> _WHAT TO WORK ON_:
A) In the passage below on Ashford University's accreditation, rewrite the paragraph that begins "In June 2010, the HLC Board adopted revised bylaws" as a short bulleted list that keeps its main facts.
B) Write the next paragraph of the passage below on Ashford University's accreditation, beginning right after its final sentence.

If Ashford University fails to demonstrate that it is within the Higher Learning Commission's jurisdiction, the institution could lose accreditation.
In June 2010, the HLC Board adopted revised bylaws which outline the basis on which an institution falls within HLC's jurisdiction. The revised bylaws provide, subject to specified grace periods and grandfathering provisions, that an institution must be incorporated within a state in the 19-state north central region and also have a "substantial presence" in the north


35


central region, as defined by commission policy, to be considered within the commission's jurisdiction. In November 2010, HLC adopted a policy which specifies that an institution would be considered to have a “substantial presence” in the north central region only if the institution can demonstrate to the commission that its operations are substantially in the north central region. The institution must provide evidence that the majority of its educational administration and activity, business operations and executive and administrative leadership are located or operating within the north central region and that it has at least one campus or additional location, as applicable, located in the north central region.

(Stored data)
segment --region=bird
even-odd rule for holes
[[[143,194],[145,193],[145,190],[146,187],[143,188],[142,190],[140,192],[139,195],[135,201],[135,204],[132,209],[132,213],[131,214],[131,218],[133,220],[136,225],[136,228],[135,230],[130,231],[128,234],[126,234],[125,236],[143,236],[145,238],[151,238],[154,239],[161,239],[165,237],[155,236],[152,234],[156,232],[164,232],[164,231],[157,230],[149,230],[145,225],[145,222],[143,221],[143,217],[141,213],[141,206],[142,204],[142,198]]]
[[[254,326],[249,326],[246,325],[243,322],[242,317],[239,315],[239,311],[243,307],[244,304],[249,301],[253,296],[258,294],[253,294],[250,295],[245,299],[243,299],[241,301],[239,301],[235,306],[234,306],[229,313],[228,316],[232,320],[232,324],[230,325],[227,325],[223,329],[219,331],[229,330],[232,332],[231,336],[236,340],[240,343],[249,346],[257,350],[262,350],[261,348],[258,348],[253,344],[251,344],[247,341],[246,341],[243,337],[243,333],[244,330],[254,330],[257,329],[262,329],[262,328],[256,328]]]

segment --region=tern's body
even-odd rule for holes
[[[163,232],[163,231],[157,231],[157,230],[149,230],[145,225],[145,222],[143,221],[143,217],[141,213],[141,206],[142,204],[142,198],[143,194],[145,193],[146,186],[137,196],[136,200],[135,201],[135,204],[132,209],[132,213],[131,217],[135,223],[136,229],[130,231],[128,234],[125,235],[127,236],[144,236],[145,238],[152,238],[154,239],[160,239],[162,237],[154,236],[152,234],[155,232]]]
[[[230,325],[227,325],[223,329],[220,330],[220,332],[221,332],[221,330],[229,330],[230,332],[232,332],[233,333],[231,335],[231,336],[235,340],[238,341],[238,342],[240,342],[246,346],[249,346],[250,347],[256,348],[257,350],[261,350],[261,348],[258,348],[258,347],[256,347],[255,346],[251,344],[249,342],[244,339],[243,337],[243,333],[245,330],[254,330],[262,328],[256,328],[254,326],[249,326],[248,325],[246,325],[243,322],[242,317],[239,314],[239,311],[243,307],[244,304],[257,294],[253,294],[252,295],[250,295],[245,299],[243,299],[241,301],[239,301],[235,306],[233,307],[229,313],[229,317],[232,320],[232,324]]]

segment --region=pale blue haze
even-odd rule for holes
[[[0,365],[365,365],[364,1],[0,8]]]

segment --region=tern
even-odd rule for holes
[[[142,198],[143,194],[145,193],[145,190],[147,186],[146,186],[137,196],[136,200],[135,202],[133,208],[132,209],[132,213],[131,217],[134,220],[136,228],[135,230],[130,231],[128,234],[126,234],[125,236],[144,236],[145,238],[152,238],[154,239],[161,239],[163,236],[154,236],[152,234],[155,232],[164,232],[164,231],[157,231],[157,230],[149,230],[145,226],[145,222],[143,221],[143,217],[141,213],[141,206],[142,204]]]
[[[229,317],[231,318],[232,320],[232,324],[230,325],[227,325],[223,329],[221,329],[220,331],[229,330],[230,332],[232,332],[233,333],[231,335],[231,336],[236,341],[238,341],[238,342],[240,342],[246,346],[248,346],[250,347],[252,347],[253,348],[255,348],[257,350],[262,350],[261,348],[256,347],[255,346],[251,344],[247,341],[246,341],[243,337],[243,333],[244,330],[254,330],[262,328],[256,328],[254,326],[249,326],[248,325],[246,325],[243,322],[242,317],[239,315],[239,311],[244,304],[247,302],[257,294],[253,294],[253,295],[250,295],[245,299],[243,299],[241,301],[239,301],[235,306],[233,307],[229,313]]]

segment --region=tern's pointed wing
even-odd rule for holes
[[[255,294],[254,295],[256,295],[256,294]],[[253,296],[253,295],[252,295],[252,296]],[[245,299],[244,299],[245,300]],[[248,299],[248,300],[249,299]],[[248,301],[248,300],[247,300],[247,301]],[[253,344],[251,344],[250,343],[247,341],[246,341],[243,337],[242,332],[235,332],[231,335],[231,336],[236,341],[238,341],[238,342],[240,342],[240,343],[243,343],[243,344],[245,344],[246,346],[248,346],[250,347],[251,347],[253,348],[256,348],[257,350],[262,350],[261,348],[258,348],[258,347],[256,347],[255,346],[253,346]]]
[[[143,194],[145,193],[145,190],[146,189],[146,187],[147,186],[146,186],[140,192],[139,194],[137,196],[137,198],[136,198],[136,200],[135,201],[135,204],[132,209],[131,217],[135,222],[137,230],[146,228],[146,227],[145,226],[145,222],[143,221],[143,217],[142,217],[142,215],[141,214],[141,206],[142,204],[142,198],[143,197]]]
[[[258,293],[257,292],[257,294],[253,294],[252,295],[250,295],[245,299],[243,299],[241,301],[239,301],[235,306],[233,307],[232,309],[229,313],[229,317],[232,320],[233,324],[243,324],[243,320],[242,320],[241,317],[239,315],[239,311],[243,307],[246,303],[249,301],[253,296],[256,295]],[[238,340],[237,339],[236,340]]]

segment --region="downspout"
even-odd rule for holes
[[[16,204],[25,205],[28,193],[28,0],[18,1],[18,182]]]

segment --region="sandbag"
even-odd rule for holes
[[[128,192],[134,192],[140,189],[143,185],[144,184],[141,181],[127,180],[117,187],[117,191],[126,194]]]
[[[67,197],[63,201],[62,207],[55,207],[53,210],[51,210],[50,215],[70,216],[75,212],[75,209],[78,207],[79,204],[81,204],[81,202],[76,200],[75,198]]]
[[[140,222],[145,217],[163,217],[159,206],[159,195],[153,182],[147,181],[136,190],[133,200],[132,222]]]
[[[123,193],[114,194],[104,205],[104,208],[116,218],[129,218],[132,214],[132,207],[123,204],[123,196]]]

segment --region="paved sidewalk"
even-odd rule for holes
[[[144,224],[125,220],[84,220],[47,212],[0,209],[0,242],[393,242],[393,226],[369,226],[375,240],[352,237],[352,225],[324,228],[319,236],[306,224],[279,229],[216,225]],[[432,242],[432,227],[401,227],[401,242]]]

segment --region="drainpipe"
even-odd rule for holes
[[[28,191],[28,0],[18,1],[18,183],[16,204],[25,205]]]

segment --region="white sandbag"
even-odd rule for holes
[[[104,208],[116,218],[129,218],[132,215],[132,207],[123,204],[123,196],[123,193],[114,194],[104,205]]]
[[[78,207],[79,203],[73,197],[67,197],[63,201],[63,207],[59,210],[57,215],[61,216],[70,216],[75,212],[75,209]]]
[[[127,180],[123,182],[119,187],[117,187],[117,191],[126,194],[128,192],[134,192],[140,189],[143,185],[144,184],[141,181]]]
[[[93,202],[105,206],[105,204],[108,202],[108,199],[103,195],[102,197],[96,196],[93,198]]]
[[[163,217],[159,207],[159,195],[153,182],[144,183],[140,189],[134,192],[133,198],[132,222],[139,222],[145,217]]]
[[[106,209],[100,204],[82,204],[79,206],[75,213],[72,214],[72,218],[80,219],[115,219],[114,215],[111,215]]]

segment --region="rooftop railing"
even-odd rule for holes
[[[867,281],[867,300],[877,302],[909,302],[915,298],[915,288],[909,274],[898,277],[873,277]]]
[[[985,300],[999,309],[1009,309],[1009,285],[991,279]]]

> _TASK-BY-TASK OUTPUTS_:
A)
- June 2010: the HLC Board adopted revised bylaws that set out when an institution falls within HLC's jurisdiction.
- Subject to grace periods and grandfathering provisions, an institution must be incorporated in a state in the 19-state north central region and have a "substantial presence" there.
- November 2010: HLC adopted a policy under which an institution has a "substantial presence" only if it shows the commission that its operations are substantially in the north central region.
- The institution must show that most of its educational administration and activity, business operations, and executive and administrative leadership are located or operating in the region.
- It must also have at least one campus or additional location, as applicable, in the region.

B)
On June 25, 2012, Ashford University received a letter from HLC stating that the institution must demonstrate, no later than December 1, 2012, that it has a "substantial presence," as defined by commission policy, in the 19-state north central region and accordingly is within HLC's jurisdiction under new requirements which became effective on July 1, 2012. Following Ashford University's receipt of this letter, the institution met with representatives of HLC regarding the timing and components of becoming compliant with the commission's jurisdictional requirements in light of the institution's plans to reapply for initial accreditation with the Accrediting Commission for Senior Colleges and Universities of the Western Association of Schools and Colleges ("WASC").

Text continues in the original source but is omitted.